Tasks and exercises —
**1.** In the soil mineralogy text, how many soil descriptions do Claquin et al. (1999) use, and for how many soil types do they derive a mean composition?
**2.** Extend the soil mineralogy text by continuing it from where it stops.

Excerpted text —
Both SMAs describe the mineralogy of the soil after gathering mineral soil descriptions available in the literature and associating them with soil types from existing soil classification systems (i.e., from FAO). Once they attribute a mean mineralogy to a specific soil type, the geographical distribution of that soil type is used to create a map of soil composition over either arid and semi-arid regions (C1999-SMA) or else globally (J2014-SMA).

Claquin et al. (1999) use 239 soil descriptions to derive the mean mineralogical composition for 25 soil types (FAO-UNESCO1974) provided by the FAO Digital Soil Map of the World (DSMW) (FAO-UNESCO1995). From the original analyses found in the literature, they are able to provide mineralogical information for approximately 80 % of the soil types identified as arid or semi-arid. They complete the mean mineralogy for the missing soil types by applying empirical relationships, e.g., inferring the apportionment of calcite in the clay and silt soil sizes or the quartz and feldspar ratio from soil texture information and associating the soil hematite content with information about soil redness.

Nickovic et al. (2012) extend the original dataset of Claquin et al. (1999), adding three new soil types (Yermosols, Haplic Yermosols and Xerosols) that also have a presence in arid and semi-arid regions, and attribute the same amount (wt %) of hematite to the clay fraction as reported in Claquin et al. (1999) for the silt size faction.

Data excerpts —

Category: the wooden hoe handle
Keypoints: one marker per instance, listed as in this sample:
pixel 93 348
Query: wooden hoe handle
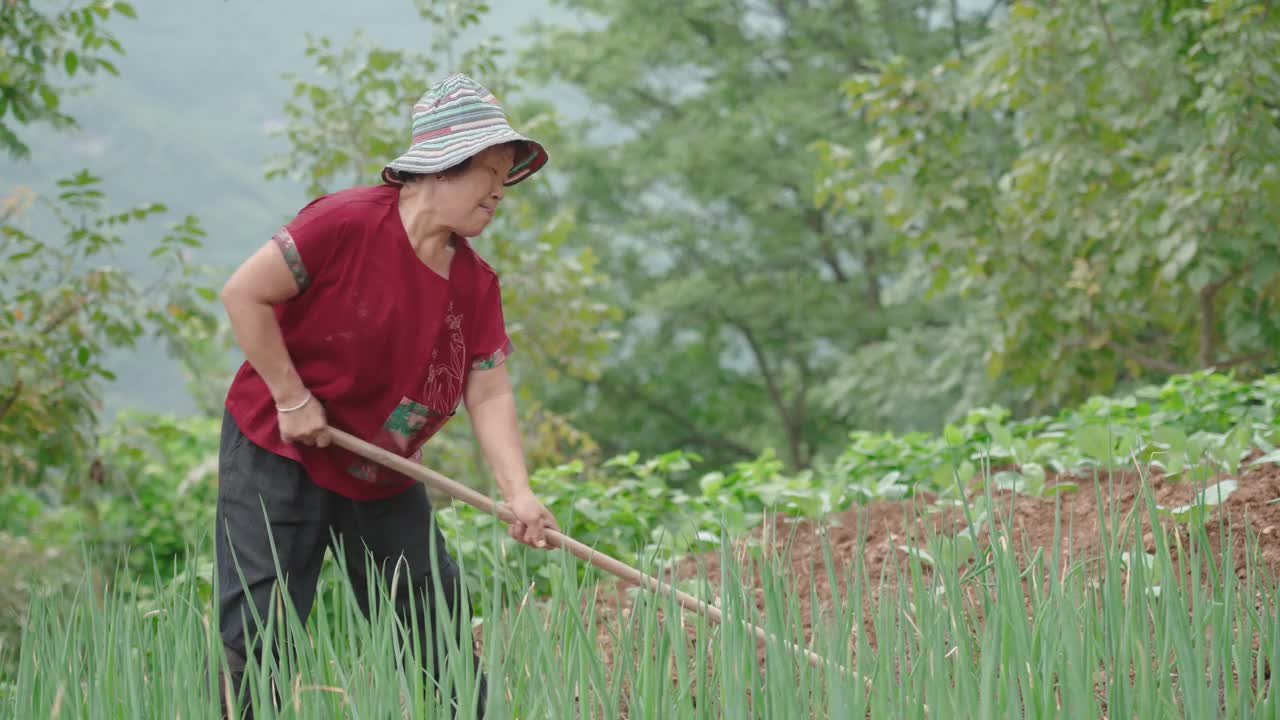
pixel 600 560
...
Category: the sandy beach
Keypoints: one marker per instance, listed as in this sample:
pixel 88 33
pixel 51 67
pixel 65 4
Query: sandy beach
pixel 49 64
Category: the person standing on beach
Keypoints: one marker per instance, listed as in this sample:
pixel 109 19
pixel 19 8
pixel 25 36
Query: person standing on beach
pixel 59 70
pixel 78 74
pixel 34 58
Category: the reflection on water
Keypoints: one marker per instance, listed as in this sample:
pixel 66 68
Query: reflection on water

Responses —
**1.** They use 239 soil descriptions to derive the mean mineralogical composition for 25 soil types.

**2.**
The horizontal resolution of the FAO DSMW and thus of the C1999-SMA dataset is 0.083 ( 10 km at mid-latitudes). Note that the increased resolution available in Nickovic et al. (2012) results from the remapping of the FAO data onto a higher-resolution grid (0.0083,  1 km at mid-latitudes) to be compatible with soil texture data at that higher resolution, so that the higher-resolution spatial variations are rarely the result of abundant mineral measurements.

Journet et al. (2014) relate soil mineral composition to the soil unit attribute rather than the soil type used by C1999-SMA, also relying on the FAO soil classification system but updating the information source to the Harmonized World Soil Database (HWSD) version 1.1 (FAO/IIASA/ISRIC/ISSCAS/JRC2009), a raster with a native spatial resolution of 0.0083 ( 1 km at mid-latitudes). In this work, we have applied the HWSD version 1.2 (FAO/IIASA/ISRIC/ISSCAS/JRC2012) for convenience. However, there are no differences regarding the soil unit mapping. Worldwide coverage is provided through the combination of the original FAO74 system (FAO-UNESCO1974) and the updated FAO90 system (FAO-UNESCO1997) and uses 220 soil units, although 9 of them correspond to classes that are not relevant for mineralogy modeling (i.e., glaciers, water bodies, rock outcrops, urban or humanly disturbed areas and non-information classes), leaving a total of 211 soil units to consider.

The mean mineralogy provided by Journet et al. (2014) relies on more than 700 soil descriptions that allow them to sample 55 % of the FAO soil units and to extend and/or improve the geographical coverage of Claquin et al. (1999). To complete the missing information, they apply similar approaches to Claquin et al. (1999), again relying on soil texture data, soil color for iron oxides and in-lab analyses (e.g., for the apportionment of iron oxides in hematite and goethite). Information on chlorite, mica, quartz and feldspars in the silt sizes is assigned for many soil units as an average of the mass fractions of the major soil groups or the full silt dataset. Journet et al. (2014) further extend the mineralogy of the clay fraction by providing two alternative maps. In this work, we rely on CASE2, which assigns the mineralogy of the major soil group to those soil units with missing information.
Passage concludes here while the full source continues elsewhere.